Task: Give the data again, word for word.

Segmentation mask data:
============================================================
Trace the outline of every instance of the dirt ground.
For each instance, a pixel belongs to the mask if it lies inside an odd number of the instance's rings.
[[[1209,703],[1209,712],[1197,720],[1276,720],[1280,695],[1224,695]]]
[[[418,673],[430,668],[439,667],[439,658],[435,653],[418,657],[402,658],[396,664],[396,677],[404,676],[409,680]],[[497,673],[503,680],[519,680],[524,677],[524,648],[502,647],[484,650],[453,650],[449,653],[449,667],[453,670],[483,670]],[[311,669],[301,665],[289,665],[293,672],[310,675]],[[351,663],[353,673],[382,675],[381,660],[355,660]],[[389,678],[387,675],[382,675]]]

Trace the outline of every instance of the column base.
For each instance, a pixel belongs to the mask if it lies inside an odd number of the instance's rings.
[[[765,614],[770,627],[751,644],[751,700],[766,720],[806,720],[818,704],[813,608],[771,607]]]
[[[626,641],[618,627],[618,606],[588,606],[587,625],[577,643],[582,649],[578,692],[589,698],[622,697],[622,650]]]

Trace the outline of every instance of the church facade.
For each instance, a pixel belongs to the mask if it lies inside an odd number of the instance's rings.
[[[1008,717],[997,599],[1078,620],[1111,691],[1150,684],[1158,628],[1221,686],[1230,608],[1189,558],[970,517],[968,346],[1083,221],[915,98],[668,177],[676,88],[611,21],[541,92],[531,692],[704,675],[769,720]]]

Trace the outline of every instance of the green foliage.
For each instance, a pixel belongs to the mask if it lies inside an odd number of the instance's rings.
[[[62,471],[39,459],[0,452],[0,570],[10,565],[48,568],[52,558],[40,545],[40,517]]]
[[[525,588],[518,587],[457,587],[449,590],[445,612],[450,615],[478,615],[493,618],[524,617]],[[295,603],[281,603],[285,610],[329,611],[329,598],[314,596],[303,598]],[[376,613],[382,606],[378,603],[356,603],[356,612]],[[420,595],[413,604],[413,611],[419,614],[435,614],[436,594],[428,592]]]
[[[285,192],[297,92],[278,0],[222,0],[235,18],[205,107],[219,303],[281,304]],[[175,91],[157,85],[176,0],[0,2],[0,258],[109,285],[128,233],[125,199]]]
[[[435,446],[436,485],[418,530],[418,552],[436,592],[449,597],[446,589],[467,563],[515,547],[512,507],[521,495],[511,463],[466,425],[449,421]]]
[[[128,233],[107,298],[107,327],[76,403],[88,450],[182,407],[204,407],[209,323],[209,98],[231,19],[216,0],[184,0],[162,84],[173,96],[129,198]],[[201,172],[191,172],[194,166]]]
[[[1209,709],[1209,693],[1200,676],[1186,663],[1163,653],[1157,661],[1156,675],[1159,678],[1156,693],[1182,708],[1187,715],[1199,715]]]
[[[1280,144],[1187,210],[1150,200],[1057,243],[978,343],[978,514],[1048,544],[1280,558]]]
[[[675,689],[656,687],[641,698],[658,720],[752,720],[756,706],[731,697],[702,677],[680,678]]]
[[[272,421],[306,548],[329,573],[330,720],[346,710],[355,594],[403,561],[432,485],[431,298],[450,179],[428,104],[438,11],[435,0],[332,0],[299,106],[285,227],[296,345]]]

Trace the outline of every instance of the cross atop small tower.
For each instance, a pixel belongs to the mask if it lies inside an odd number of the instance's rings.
============================================================
Exercise output:
Trace the outline of every instance of the dirt ground.
For each instance, a pixel belongs to the mask if it lies inside an odd number of the instance's rings.
[[[1209,703],[1209,712],[1197,720],[1276,720],[1280,695],[1224,695]]]
[[[418,673],[430,668],[439,667],[439,658],[435,653],[418,657],[402,658],[396,664],[396,677],[404,676],[409,680]],[[497,673],[503,680],[519,680],[524,677],[524,648],[502,647],[484,650],[453,650],[449,653],[449,667],[453,670],[483,670]],[[311,669],[301,665],[289,665],[293,672],[310,675]],[[351,663],[353,673],[382,675],[381,660],[355,660]],[[389,678],[387,675],[382,675]]]

Trace the outline of every instance of the column base.
For each instance, a pixel belongs to the mask if it lies inside an odd number of the instance's rings.
[[[765,614],[770,627],[751,644],[751,700],[766,720],[806,720],[818,704],[813,608],[771,607]]]
[[[626,641],[618,627],[618,606],[588,606],[587,625],[577,643],[582,649],[578,692],[589,698],[622,697],[622,650]]]

Trace the outline of every instance of the church facade.
For each instance, a pixel belongs to the mask if it lies inside an odd number of the instance's rings.
[[[1008,717],[997,599],[1078,620],[1111,691],[1150,684],[1158,628],[1221,686],[1230,608],[1189,558],[970,517],[968,346],[1083,221],[915,98],[668,177],[676,88],[611,21],[541,92],[531,692],[704,675],[769,720]]]

Trace the outline of every instance of the green foliage.
For each instance, a pixel belongs to the mask if it lies inside an odd number of the instance's rings.
[[[62,471],[39,459],[0,452],[0,570],[10,565],[48,568],[52,558],[40,545],[40,517]]]
[[[525,588],[518,587],[457,587],[449,590],[445,612],[450,615],[478,615],[493,618],[524,617]],[[295,603],[281,603],[285,610],[329,611],[329,598],[314,596],[303,598]],[[376,613],[382,606],[378,603],[356,603],[356,612]],[[420,595],[413,604],[413,611],[419,614],[435,614],[436,594],[428,592]]]
[[[285,192],[297,92],[278,0],[222,0],[235,18],[205,107],[219,303],[281,304]],[[175,91],[157,85],[176,0],[0,2],[0,258],[109,285],[128,233],[125,199]]]
[[[435,446],[436,485],[418,530],[418,552],[436,592],[449,597],[446,589],[467,563],[515,547],[512,507],[521,495],[511,463],[466,425],[449,421]]]
[[[128,233],[107,298],[107,327],[76,403],[88,450],[182,407],[204,407],[209,323],[209,98],[231,19],[216,0],[184,0],[162,84],[173,96],[129,198]],[[201,172],[191,172],[194,166]]]
[[[1209,709],[1209,693],[1200,676],[1186,663],[1163,653],[1157,661],[1156,675],[1159,678],[1156,693],[1182,708],[1187,715],[1199,715]]]
[[[1280,144],[1187,210],[1150,200],[1057,243],[978,343],[978,514],[1048,544],[1280,558]]]
[[[675,689],[656,687],[641,698],[658,720],[752,720],[756,706],[731,697],[702,677],[680,678]]]
[[[272,421],[306,548],[329,573],[330,720],[346,710],[355,594],[403,561],[432,485],[431,298],[450,179],[428,104],[438,11],[435,0],[332,0],[299,106],[285,227],[296,345]]]

Trace the outline of every instance of the cross atop small tower.
For each instance, a pixel belongs to the mask if it lies inside an odd number of the instance's rings.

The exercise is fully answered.